Required work:
1. Translate this sentence from the passage on Hamas leadership into Spanish: "In September 2003, the Israelis bombed your house in Gaza, completely destroying it and killing your son as well as a bodyguard."
2. List in chronological order every year mentioned in the passage on Hamas leadership.
3. Go on with the passage on Hamas leadership from the point where it stops.

Supplied text:
┌──

In the years that followed, you often found yourself at odds with not only the Israelis, but also the Palestinian authorities. You were arrested several times by PA security forces, at one point spending seven months in a Palestinian jail. It is probably safe to say that you and your fellow Hamas leaders felt yourselves to be most threatened by the Israelis, though. This was made manifest in 1997 when Hamas' political leader, Khaled Meshaal, then living in Jordan, was poisoned by the Israeli intelligence agency, the Mossad. Fortunately for Mr. Meshaal, the Mossad agents were captured by Jordanian police, and a livid King Hussein contacted Israeli Prime Minister Netanyahu demanding an antidote, which was delivered in time to save Meshaal's life. Israel ultimately was made to free Sheikh Yassin, along with other prisoners, in return for the captured Mossad agents.

This was all the more the case in the wake of the second intifada, which broke out in September 2000. The Izzedine as-Qassam Brigades carried out several suicide bombings in the ensuing months, and Israel came down hard on Hamas leadership. In September 2003, the Israelis bombed your house in Gaza, completely destroying it and killing your son as well as a bodyguard. Then, in March 2004, Israeli agents assassinated Sheikh Yassin and, just weeks after his promotion to replace Sheikh Yassin, the Israelis assassinated Mr. Rantisi as well. In the ensuing months, you and the rest of the Hamas leadership kept an exceedingly low profile. Indeed, as the time to decide whether or not to contest the 2006 parliamentary elections approached, many in the West knew precious few names of the Hamas leadership. Those that were known, however, were the municipal officials elected in 2005, the first instance of Hamas participation in the electoral process. Despite your shunning the spotlight, you and Mr. Haniya were clearly the successors to Rantissi and Yassin.

└──

[Referring expression data]
┌──

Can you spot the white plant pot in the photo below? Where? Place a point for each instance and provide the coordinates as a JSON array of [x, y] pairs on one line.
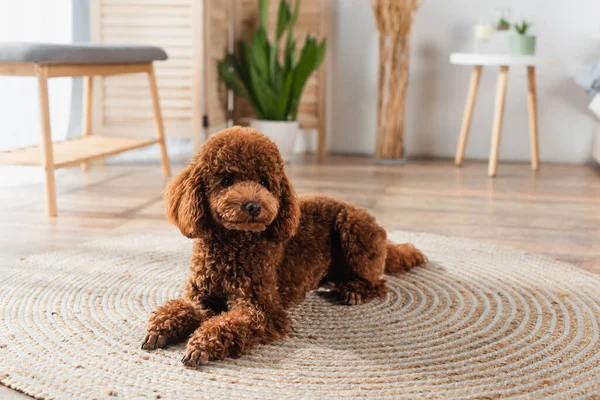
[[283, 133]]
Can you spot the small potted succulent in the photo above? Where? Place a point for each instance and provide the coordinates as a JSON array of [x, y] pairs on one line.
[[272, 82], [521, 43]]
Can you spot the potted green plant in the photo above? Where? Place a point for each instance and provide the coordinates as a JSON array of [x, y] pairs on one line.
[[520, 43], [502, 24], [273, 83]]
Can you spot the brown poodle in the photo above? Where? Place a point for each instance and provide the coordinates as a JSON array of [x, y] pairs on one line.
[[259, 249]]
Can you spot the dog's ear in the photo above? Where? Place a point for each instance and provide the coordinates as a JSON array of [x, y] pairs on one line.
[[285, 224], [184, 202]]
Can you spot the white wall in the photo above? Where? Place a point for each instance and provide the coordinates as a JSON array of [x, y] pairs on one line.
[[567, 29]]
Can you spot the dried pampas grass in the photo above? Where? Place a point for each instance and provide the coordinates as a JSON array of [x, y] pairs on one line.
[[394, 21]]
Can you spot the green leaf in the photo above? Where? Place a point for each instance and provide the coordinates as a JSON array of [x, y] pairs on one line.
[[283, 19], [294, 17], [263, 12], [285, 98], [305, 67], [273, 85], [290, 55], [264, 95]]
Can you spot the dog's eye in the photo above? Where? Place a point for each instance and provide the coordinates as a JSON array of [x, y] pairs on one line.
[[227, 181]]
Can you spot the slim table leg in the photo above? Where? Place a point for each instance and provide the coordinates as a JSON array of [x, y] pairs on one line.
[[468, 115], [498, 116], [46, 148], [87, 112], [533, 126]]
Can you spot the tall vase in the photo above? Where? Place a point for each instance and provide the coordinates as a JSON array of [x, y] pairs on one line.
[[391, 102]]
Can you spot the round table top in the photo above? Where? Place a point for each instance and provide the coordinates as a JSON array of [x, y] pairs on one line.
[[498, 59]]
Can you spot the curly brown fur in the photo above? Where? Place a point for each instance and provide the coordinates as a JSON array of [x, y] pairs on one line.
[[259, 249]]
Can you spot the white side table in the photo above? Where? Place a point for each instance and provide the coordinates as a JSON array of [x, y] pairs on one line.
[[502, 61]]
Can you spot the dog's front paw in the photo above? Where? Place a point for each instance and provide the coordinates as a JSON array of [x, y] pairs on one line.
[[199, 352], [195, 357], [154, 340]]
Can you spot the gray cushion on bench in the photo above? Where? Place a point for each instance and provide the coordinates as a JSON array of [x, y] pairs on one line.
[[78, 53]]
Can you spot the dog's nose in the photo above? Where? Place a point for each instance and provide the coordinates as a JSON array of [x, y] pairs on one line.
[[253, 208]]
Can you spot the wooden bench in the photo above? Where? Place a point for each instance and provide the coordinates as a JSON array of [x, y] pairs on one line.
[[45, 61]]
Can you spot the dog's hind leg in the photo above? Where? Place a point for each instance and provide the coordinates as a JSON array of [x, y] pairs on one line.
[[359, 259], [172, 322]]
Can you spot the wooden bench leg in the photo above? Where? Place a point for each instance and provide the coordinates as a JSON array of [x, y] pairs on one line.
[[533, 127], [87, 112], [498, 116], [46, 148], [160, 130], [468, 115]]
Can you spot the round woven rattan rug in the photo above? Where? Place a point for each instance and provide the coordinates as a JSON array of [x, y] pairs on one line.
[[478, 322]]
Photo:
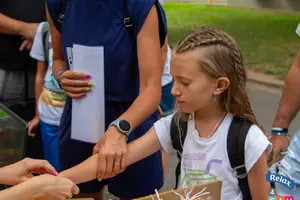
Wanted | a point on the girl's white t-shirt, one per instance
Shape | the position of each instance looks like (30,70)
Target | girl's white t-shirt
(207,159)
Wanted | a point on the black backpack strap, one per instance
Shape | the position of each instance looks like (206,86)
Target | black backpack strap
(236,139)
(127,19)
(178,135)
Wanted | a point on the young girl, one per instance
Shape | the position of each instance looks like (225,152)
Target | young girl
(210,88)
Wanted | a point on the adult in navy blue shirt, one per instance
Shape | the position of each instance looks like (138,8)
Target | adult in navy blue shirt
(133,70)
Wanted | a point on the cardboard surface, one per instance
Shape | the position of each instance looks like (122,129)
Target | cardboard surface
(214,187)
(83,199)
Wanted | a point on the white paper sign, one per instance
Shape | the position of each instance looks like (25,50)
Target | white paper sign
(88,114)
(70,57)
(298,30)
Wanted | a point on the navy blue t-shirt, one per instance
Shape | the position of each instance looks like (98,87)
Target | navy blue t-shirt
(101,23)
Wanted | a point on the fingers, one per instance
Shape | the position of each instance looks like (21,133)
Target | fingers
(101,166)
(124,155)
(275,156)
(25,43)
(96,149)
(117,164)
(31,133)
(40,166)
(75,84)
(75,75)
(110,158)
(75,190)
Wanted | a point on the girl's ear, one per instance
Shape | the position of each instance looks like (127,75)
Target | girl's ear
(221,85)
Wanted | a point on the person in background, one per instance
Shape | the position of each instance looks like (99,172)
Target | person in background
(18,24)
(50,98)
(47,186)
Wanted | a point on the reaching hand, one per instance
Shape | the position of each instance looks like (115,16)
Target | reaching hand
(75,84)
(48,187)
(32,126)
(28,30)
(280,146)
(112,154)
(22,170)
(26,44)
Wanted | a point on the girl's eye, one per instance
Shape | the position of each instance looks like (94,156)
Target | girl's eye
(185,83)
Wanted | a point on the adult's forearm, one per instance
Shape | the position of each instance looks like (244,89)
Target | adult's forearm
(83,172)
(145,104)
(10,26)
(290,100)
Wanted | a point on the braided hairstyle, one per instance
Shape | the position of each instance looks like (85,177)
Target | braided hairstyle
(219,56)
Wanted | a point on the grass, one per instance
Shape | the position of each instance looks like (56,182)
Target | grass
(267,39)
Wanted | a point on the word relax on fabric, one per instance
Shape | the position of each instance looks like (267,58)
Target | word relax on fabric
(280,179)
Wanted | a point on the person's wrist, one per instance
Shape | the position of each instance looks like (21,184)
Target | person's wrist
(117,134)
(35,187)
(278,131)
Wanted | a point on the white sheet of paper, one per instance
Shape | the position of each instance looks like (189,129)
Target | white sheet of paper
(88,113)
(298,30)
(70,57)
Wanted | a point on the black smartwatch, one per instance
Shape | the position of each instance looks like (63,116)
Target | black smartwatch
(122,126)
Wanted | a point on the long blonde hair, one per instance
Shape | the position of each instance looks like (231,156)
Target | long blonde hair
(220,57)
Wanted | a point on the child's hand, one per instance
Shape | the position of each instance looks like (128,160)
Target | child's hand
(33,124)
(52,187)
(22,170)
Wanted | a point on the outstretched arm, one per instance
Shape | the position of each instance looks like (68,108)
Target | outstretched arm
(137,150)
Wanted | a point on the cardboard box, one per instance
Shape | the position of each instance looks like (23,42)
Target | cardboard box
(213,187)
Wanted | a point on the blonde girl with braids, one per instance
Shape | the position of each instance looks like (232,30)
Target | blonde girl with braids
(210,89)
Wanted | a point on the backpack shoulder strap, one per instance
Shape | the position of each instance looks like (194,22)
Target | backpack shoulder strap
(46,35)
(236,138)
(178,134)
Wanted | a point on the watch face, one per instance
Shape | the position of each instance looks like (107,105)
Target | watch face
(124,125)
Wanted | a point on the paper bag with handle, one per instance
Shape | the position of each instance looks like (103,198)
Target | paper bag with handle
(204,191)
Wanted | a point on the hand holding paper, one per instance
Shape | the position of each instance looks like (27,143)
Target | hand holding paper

└──

Exercise responses:
1. En septiembre de 2003, los israelíes bombardearon su casa en Gaza, destruyéndola por completo y matando a su hijo y a un guardaespaldas.

2. 1997, 2000, 2003, 2004, 2005, 2006

3.
You were a key figure in Hamas' reaching the decision to take part in these municipal elections, and in the parliamentary elections of 2006. Your involvement was all the more significant because you, in contrast to Mr. Haniya, represent the more militant perspective within Hamas. You were quoted as saying that "(t)he Israelis are continuing their aggression against our people, killing, detention, demolition and in order to stop these processes, we run effective self defence by all means, including using guns." Yet, to the surprise of many, you were also a key figure in Hamas' agreeing to an informal truce with Israel in February of 2005, as Hamas contested the municipal elections, and once again in the months leading up to (and following) the January 2006 municipal elections.


Role Playing Notes

You are seen as the hardliner among Hamas' leadership, but you have also shown a very practical side. You have a dry wit that tends to disarm skeptical journalists. You are also experienced at presenting yourself publicly, skilled both at avoiding questions you don't wish to answer, and reframing questions targeted at you so that they are pointing in another direction. You are a disciplined and patient man with no apparent need of the spotlight, as exemplified by your years in Hamas leadership without being at all well known outside of the Territories. Many are curious to see whether, despite your reputation as a militant, you will show a more pragmatic, less doctrinaire side. Your religious faith is a vital part of who you are.